What this task involves:
Restate all data exactly. No images.

===== Information

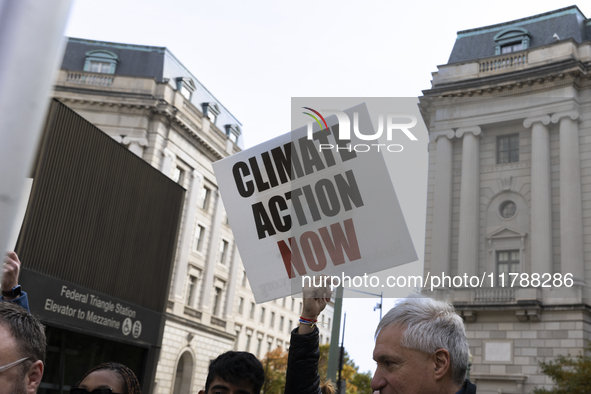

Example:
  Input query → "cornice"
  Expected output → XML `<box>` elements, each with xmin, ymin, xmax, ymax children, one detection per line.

<box><xmin>154</xmin><ymin>105</ymin><xmax>225</xmax><ymax>161</ymax></box>
<box><xmin>58</xmin><ymin>97</ymin><xmax>227</xmax><ymax>161</ymax></box>
<box><xmin>58</xmin><ymin>97</ymin><xmax>154</xmax><ymax>115</ymax></box>
<box><xmin>423</xmin><ymin>60</ymin><xmax>589</xmax><ymax>99</ymax></box>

==========

Result of the exercise:
Example:
  Input query → "cornice"
  Expected output → XML `<box>` elements, each with xmin, ymin, xmax, ymax children, one detection per line.

<box><xmin>154</xmin><ymin>105</ymin><xmax>225</xmax><ymax>161</ymax></box>
<box><xmin>58</xmin><ymin>97</ymin><xmax>227</xmax><ymax>161</ymax></box>
<box><xmin>58</xmin><ymin>97</ymin><xmax>154</xmax><ymax>115</ymax></box>
<box><xmin>423</xmin><ymin>60</ymin><xmax>589</xmax><ymax>99</ymax></box>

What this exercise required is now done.